Basketball CL: 4 Temsilcimizin Play-In Eşleşmelerine Bakış

03/Oca/23 10:19 Ocak 3, 2023

Meliksah Bayrav

03/Oca/23 10:19

Eurohoops.net

Eurohoops Fırın, ligdeki temsilcilerimizin Play-In eşleşmelerine göz atıyor.

by Melikşah Bayrav / info@eurohoops.net

2022-23 FIBA Basketbol Şampiyonlar Ligi’nde normal sezon süreci artık geride kaldı. Gruplardaki 6. ve son maçların oynanmasıyla birlikte 8 takım organizasyona resmen veda etti ve 8 takım adını direkt olarak Son 16’ya yazdırdı. Ayrıca 8 de Play-In eşleşmesi ortaya çıktı.

Bu sezon Basketbol Şampiyonlar Ligi’nde yer alan temsilcilerimizin hiçbiri grubunu sonuncu tamamlamadı ve dolayısıyla henüz turnuvadan elenen bir Türk takımı olmadı.

*Sağlanan Veriler*.
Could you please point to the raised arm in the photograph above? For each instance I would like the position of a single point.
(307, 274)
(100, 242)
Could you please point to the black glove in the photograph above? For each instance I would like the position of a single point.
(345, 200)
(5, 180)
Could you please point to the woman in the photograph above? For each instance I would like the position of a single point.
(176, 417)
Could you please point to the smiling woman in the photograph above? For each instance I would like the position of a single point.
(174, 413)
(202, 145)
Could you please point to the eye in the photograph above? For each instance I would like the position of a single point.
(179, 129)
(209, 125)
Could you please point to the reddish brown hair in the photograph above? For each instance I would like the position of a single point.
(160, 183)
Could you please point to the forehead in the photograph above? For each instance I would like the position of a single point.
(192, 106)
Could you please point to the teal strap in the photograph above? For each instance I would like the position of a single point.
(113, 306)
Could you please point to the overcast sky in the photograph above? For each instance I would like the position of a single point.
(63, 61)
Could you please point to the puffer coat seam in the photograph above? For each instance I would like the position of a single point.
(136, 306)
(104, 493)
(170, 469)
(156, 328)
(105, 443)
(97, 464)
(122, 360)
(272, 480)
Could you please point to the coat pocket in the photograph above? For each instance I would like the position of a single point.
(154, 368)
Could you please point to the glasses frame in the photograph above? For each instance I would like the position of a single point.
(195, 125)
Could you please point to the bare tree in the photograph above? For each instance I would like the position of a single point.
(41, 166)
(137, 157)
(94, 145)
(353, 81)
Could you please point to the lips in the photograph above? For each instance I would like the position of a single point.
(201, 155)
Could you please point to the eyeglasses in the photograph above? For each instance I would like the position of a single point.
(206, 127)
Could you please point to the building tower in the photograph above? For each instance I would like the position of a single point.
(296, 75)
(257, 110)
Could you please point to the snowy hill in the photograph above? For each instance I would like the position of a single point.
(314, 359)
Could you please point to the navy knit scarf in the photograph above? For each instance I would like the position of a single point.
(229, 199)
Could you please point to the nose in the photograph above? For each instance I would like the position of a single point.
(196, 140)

*Yapılacak İşler*.
**A)** Şampiyonlar Ligi haberinde "by Melikşah Bayrav" ifadesinden "eşleşmesi ortaya çıktı." ifadesine kadar uzanan bölümü aynen çıkarınız.
**B)** Şampiyonlar Ligi haberini iki cümleyle özetleyiniz.
**C)** Şampiyonlar Ligi haberini kaldığı yerden sürdürünüz.

*Verilen Yanıtlar*.
**A)**
by Melikşah Bayrav / info@eurohoops.net

2022-23 FIBA Basketbol Şampiyonlar Ligi’nde normal sezon süreci artık geride kaldı. Gruplardaki 6. ve son maçların oynanmasıyla birlikte 8 takım organizasyona resmen veda etti ve 8 takım adını direkt olarak Son 16’ya yazdırdı. Ayrıca 8 de Play-In eşleşmesi ortaya çıktı.

**B)** 2022-23 FIBA Basketbol Şampiyonlar Ligi'nde normal sezon sona ermiş, gruplardaki son maçlarla 8 takım elenmiş, 8 takım doğrudan Son 16'ya yükselmiş ve 8 Play-In eşleşmesi ortaya çıkmıştır. Ligdeki Türk temsilcilerinin hiçbiri grubunu sonuncu bitirmediğinden henüz turnuvadan elenen bir Türk takımı bulunmamaktadır.

**C)**
Ligdeki en iddialı temsilcilerimizden Galatasaray NEF, yer aldığı C grubunu liderlikle tamamlayarak adını direkt olarak Son 16 turuna yazdırdı. Kalan 4 Türk takımı ise Son 16 için Play-In’de son derece çetin mücadeleler verecekler.

Tarihinde ilk kez Basketbol Şampiyonlar Ligi’nde yer alan Bahçeşehir Koleji, grubunu 2. sırada tamamlayarak Play-In etabı için saha avantajını ele geçirdi. Pınar Karşıyaka, Darüşşafaka ve TOFAŞ ise gruplarını 3. sırada bitirdikleri için Play-In’de saha avantajı olmadan Son 16 şansı arayacaklar.

Eurohoops Fırın, zorlu Play-In etabının öncesinde 4 temsilcimizin eşleşmelerine göz atıyor.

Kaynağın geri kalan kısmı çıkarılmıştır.